**Required action**
Each entry that follows needs to be written out exactly, with nothing left out.

[[ Dataset records, beginning ]]

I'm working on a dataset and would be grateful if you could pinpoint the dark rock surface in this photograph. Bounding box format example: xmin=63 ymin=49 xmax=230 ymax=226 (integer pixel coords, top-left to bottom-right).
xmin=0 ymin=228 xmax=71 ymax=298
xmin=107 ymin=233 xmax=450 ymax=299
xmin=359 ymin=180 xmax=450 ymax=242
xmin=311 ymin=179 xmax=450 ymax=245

[[ Dataset records, end ]]

**Answer box**
I'm working on a dataset and would be grateful if you could pinpoint the dark rock surface in this photograph. Bounding box format example: xmin=63 ymin=49 xmax=230 ymax=226 (integer pixel coords, top-left to bottom-right).
xmin=0 ymin=228 xmax=71 ymax=298
xmin=107 ymin=233 xmax=450 ymax=299
xmin=359 ymin=180 xmax=450 ymax=242
xmin=311 ymin=179 xmax=450 ymax=245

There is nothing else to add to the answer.